■ **Data shown**
************
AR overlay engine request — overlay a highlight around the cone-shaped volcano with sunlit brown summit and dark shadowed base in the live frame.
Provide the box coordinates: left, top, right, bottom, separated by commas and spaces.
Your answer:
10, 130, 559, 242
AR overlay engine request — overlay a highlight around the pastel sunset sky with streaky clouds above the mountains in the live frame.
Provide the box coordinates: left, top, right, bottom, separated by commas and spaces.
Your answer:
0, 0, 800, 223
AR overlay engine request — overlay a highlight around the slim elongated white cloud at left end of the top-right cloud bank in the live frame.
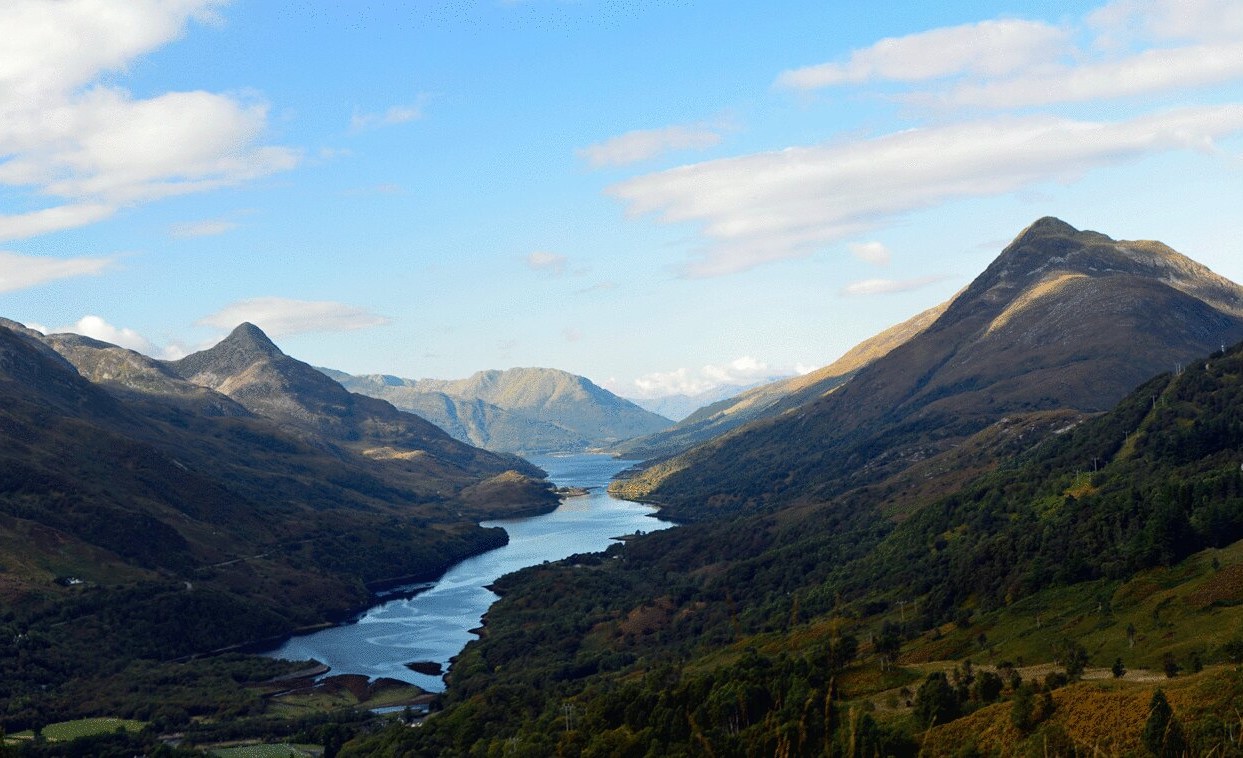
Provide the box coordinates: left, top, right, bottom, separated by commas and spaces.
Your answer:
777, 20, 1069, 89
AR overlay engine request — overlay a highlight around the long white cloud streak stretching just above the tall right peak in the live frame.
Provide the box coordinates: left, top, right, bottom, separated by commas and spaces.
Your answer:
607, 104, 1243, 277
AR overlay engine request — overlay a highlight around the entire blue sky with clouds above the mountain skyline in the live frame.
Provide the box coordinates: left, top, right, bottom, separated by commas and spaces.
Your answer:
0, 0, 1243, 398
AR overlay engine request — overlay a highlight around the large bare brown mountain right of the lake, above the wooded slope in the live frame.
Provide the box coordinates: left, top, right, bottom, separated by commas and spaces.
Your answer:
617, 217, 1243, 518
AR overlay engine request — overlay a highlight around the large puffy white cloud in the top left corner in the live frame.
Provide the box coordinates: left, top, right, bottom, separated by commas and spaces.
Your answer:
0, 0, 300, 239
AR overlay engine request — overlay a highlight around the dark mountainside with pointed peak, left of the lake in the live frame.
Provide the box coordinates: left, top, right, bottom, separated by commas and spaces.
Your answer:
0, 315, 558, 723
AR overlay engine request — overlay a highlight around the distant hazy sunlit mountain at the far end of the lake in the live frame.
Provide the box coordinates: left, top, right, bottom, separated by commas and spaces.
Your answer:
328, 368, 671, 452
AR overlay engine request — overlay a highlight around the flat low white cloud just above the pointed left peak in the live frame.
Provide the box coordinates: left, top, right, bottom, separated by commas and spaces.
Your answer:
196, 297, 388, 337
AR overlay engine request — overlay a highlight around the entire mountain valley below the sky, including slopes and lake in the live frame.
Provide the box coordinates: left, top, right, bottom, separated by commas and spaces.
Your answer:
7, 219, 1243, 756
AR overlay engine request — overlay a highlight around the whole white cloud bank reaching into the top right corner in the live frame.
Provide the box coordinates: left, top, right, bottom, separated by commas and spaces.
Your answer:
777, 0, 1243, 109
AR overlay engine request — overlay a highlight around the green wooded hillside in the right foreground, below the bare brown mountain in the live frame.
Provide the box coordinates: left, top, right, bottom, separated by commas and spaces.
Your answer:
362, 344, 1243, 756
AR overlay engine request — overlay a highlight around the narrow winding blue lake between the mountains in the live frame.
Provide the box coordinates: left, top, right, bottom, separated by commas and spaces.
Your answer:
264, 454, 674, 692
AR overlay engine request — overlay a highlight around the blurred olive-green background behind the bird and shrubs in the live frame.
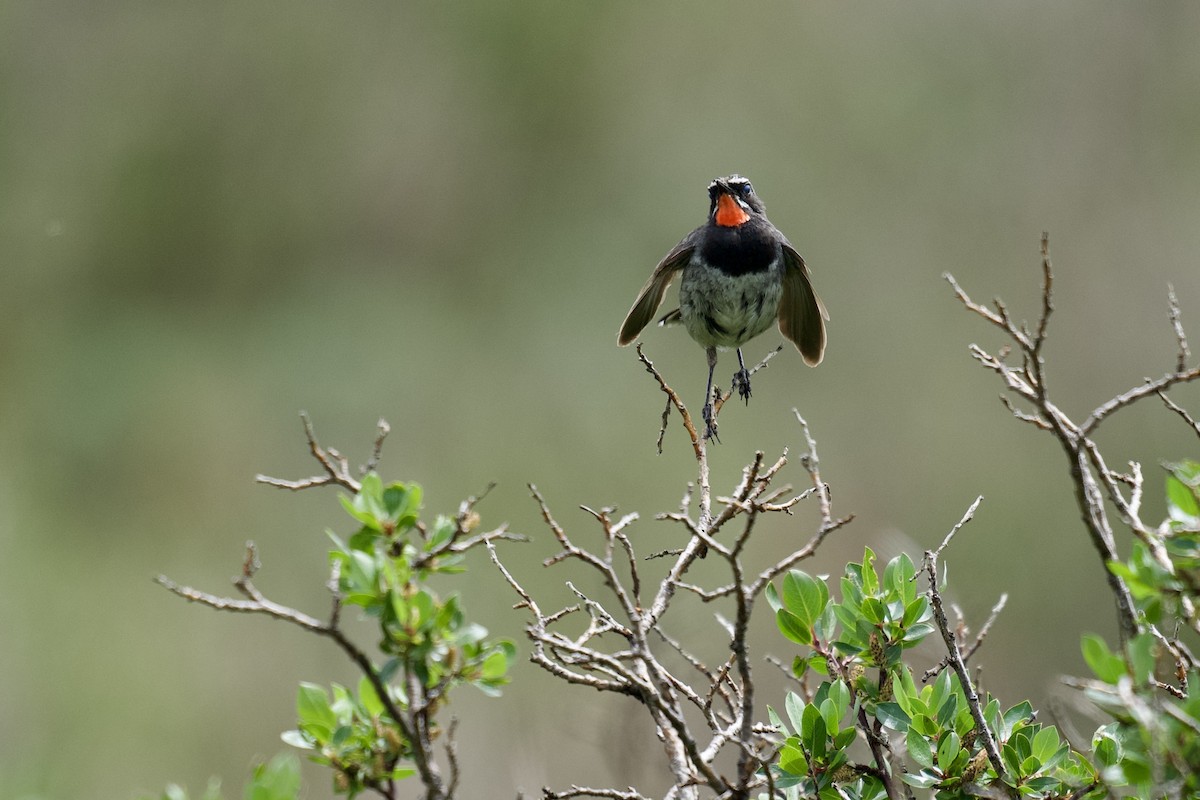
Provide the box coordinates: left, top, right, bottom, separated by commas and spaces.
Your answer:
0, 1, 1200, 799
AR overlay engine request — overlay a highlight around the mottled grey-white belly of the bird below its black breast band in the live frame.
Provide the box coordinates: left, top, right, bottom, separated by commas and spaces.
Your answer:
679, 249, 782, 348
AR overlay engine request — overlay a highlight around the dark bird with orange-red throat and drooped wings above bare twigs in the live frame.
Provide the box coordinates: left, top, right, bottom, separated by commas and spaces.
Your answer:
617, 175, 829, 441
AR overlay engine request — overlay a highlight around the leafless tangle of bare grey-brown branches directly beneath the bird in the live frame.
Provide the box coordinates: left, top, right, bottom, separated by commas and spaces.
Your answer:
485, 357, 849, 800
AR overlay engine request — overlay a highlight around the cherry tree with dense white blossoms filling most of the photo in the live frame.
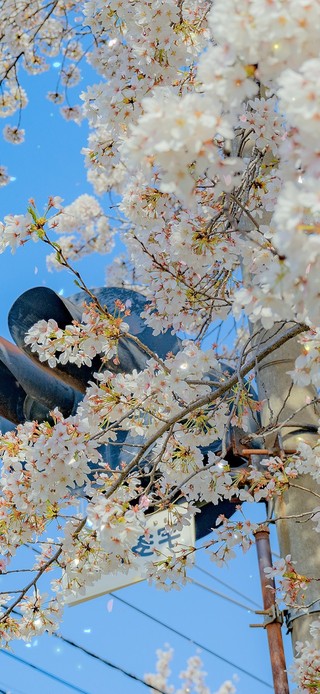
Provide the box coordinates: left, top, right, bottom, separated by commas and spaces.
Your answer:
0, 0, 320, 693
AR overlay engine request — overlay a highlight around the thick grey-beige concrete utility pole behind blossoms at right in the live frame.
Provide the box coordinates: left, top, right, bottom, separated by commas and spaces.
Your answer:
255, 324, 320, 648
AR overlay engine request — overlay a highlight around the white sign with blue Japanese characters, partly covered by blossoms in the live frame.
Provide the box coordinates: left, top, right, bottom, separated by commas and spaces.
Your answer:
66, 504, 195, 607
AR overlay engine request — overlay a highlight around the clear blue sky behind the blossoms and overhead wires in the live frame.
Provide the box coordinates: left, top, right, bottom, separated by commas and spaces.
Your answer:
************
■ **Problem description**
The answer is every line in the data where the word "pointed" appears.

■ **Expected output**
AR overlay engine request — overlay a highlight around the dark mountainside with pointed peak, left of the lake in the live frame.
AR overlay engine request — overlay a highlight around the flat low white cloud just above the pointed left peak in the live frame.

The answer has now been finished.